## Exercise objective
Each record, exactly as written, should be printed again.

►

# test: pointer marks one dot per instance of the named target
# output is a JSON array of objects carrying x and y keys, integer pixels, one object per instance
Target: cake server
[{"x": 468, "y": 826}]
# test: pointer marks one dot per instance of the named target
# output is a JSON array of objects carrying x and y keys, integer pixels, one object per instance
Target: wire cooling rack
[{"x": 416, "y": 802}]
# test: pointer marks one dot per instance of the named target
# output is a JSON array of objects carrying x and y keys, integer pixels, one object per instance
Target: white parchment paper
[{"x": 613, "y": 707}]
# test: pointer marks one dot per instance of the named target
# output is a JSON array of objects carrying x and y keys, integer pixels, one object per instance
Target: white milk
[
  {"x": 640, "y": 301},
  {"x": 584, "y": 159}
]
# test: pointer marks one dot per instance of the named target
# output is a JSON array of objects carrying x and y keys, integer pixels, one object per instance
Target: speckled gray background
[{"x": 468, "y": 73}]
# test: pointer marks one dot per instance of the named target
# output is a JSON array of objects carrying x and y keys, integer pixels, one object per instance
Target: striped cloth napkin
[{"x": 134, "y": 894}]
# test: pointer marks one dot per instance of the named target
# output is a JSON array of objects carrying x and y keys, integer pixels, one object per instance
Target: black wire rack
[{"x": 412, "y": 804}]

◄

## Finished exercise
# test: pointer marks one dot per instance of the named target
# output is a JSON array of objects carrying x and y keys, integer pixels, one object per instance
Target: cake server
[{"x": 468, "y": 826}]
# test: pointer marks one dot per instance of the named target
# output is a JSON array of objects carrying x and y keys, integer pixels, one object per instance
Target: wire cooling rack
[{"x": 416, "y": 802}]
# test: pointer marks one dot per instance of the named target
# output is a JSON array of objects carrying x and y keys, integer pixels, one object per instance
Target: white parchment paper
[{"x": 613, "y": 707}]
# test: pointer marks one dot per instance of the named target
# output is a JSON array of objects carrying x and y keys, integer pixels, one object per instance
Target: white milk
[
  {"x": 640, "y": 301},
  {"x": 584, "y": 159}
]
# test: pointer marks one dot per instance of the named target
# output is a JSON array of objects carrying x and y keys, integer pixels, one object per instance
Target: speckled gray background
[{"x": 468, "y": 73}]
# test: pointer marks one dot per instance of the named target
# output is a JSON array of objects carrying x and y keys, integer pixels, one object per instance
Target: striped cloth napkin
[{"x": 134, "y": 894}]
# test: pointer marks one dot per instance of the named target
# output is a JSON array of objects carrying x and y keys, integer pixels, one object per instance
Target: black wire rack
[{"x": 412, "y": 804}]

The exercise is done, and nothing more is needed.